● DIRECTION: Can you write out the entries again, beginning at the line that has "Where can you see the red tile" and stopping after the line that has "(151, 1277)", keeping every line and adjusting each coordinate value by -123?

● RECORDS SUPPLIED:
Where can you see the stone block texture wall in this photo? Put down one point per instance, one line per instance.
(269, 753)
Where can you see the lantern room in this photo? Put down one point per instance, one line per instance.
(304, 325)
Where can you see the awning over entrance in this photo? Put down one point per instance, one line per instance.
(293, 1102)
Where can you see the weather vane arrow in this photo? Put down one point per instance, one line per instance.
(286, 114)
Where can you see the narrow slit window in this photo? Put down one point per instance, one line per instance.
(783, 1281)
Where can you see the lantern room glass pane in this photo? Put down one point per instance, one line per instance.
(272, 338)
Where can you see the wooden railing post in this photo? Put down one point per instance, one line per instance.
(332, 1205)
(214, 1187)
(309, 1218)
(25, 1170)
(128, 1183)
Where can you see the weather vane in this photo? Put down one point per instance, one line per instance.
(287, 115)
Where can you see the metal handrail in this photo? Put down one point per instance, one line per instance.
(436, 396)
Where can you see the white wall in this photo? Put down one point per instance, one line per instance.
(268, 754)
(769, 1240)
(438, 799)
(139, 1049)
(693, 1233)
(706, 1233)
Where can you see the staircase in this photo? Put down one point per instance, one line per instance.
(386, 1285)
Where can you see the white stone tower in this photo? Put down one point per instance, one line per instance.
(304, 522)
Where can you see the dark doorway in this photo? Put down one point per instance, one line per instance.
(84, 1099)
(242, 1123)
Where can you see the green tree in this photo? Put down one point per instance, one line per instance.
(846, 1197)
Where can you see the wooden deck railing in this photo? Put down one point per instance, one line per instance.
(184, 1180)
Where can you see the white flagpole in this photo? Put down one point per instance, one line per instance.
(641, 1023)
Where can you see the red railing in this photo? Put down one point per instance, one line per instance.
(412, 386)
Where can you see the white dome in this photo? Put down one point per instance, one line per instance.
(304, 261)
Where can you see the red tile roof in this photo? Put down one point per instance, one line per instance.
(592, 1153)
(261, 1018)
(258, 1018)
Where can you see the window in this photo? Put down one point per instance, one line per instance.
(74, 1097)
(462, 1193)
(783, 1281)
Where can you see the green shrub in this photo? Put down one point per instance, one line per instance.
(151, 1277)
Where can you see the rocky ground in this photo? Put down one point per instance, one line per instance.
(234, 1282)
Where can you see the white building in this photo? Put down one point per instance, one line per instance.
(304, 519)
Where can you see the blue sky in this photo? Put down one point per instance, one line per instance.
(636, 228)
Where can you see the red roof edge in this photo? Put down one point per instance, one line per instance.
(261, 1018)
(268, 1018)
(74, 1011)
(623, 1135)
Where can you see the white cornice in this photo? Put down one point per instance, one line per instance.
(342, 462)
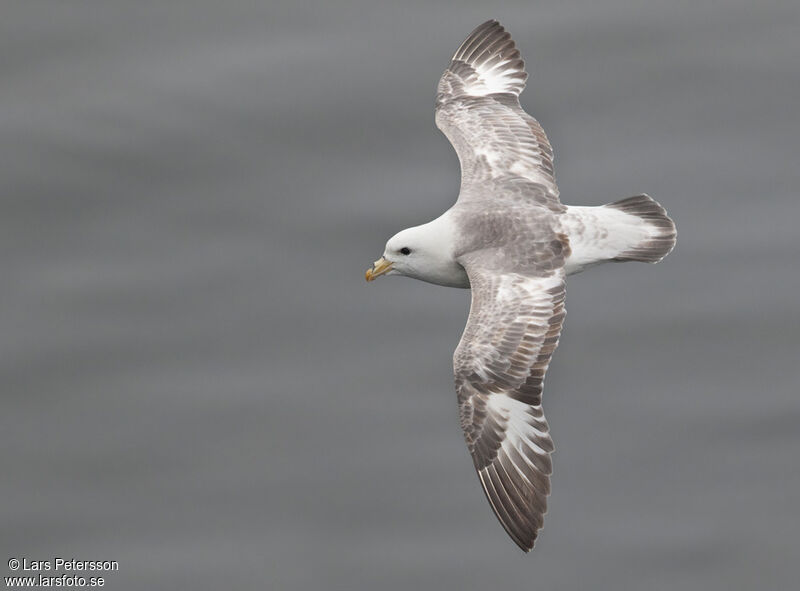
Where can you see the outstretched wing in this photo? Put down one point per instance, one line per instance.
(477, 108)
(513, 328)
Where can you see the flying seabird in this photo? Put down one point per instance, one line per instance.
(511, 241)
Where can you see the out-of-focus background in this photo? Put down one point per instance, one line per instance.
(197, 382)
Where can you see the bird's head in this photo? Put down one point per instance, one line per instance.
(406, 253)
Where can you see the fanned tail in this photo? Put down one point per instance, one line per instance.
(660, 239)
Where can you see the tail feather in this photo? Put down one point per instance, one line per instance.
(661, 236)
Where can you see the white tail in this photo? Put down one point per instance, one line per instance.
(632, 229)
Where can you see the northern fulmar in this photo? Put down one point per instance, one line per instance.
(511, 241)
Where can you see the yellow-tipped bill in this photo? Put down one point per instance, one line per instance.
(380, 267)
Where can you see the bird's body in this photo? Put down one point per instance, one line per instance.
(511, 241)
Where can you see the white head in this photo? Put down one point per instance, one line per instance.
(422, 252)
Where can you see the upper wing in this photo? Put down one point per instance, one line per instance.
(477, 108)
(513, 328)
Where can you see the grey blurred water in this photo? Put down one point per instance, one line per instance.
(197, 382)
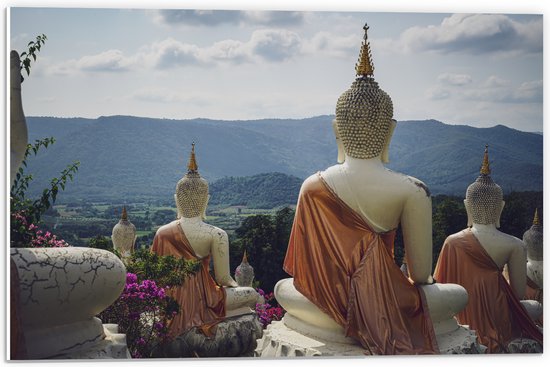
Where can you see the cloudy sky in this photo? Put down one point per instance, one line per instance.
(475, 69)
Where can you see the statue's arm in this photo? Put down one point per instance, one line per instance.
(416, 223)
(220, 256)
(517, 270)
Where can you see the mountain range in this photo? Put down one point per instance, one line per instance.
(128, 158)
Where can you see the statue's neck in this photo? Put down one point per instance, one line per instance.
(484, 228)
(356, 164)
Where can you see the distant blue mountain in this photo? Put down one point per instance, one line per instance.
(125, 157)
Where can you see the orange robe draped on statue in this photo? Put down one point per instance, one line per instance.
(493, 310)
(201, 300)
(347, 270)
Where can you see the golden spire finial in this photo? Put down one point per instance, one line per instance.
(485, 170)
(192, 165)
(536, 221)
(364, 66)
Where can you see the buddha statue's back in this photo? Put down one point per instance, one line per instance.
(343, 235)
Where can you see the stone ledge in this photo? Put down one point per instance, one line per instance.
(235, 337)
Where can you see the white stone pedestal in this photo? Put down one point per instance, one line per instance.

● COMPLETE OUTPUT:
Where can you see the red tile roof in this photo? Put down one point per instance, one line per instance.
(469, 1030)
(138, 895)
(135, 895)
Where can you see the window in this photo? Put down one point per instance, one line per instance.
(-49, 974)
(339, 1070)
(660, 1158)
Where can you see the green shrub in this photo? Put down one point per instance, one line per instance.
(28, 1154)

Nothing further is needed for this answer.